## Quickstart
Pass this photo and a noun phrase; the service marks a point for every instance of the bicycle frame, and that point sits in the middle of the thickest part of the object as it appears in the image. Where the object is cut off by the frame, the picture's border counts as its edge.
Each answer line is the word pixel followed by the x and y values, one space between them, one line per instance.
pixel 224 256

*****

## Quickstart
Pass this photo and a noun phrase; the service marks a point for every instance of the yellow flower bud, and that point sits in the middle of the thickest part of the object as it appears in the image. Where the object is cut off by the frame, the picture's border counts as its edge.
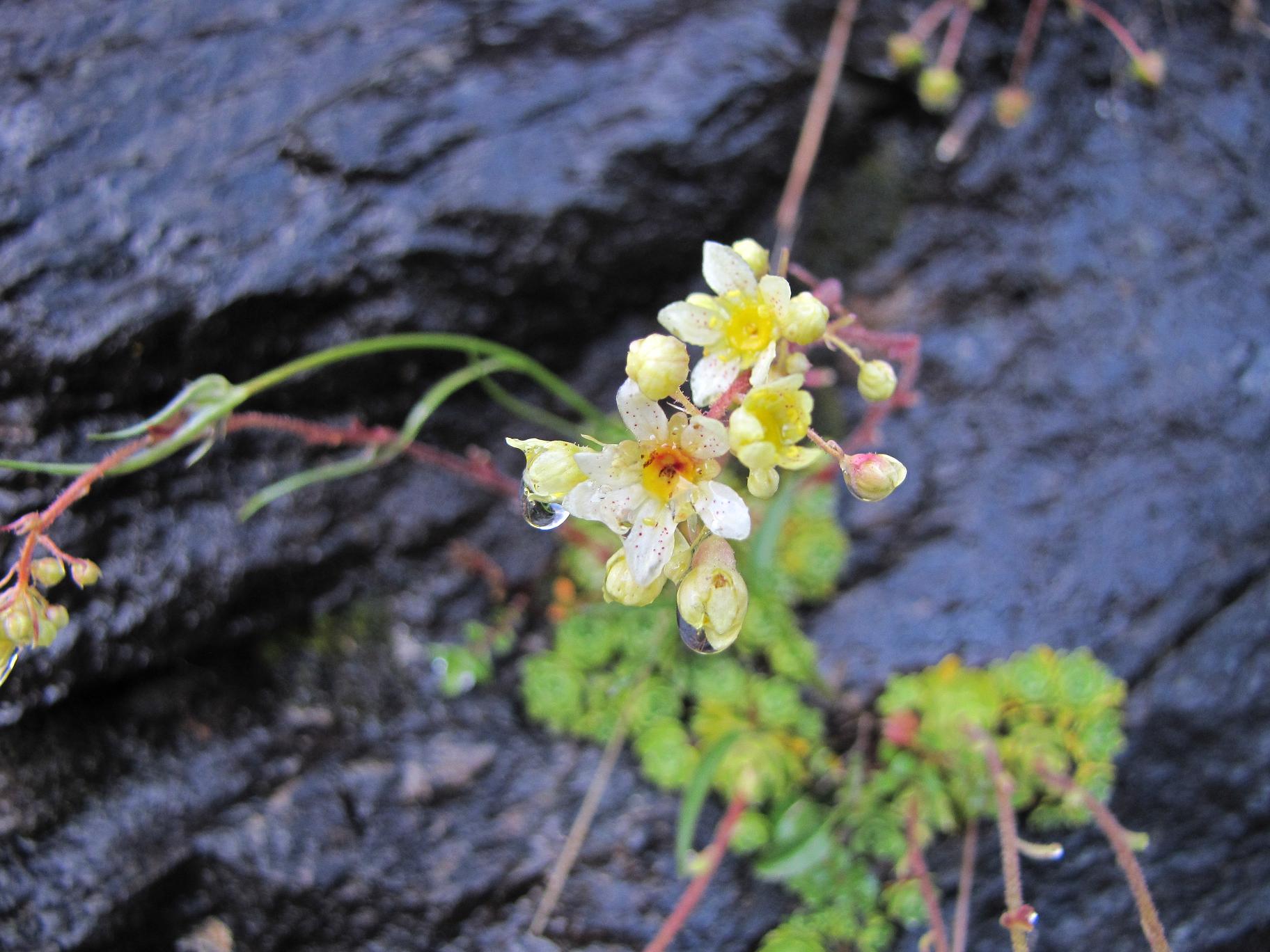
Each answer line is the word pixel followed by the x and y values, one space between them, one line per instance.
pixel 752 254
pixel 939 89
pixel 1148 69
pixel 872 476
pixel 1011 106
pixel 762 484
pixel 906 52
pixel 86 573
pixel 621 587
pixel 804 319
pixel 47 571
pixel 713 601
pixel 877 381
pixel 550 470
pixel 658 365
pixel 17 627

*****

> Your instructions:
Filter the records above for lines with "edge".

> Answer section:
Pass this photo and a noun phrase; the service marks a point for every instance of the bicycle frame, and that point sits in the middle of the thickest part of the object as it appears in the image. Where the object is cut off by the frame, the picture's border counts as its edge.
Pass this photo and a noun phrase; the service marks a point for every instance of the yellow flower bud, and that point sits in the middle of the thickest part of the object as it appears in the image. Where the object is cut off by the frame, the picture's border counts as its edge.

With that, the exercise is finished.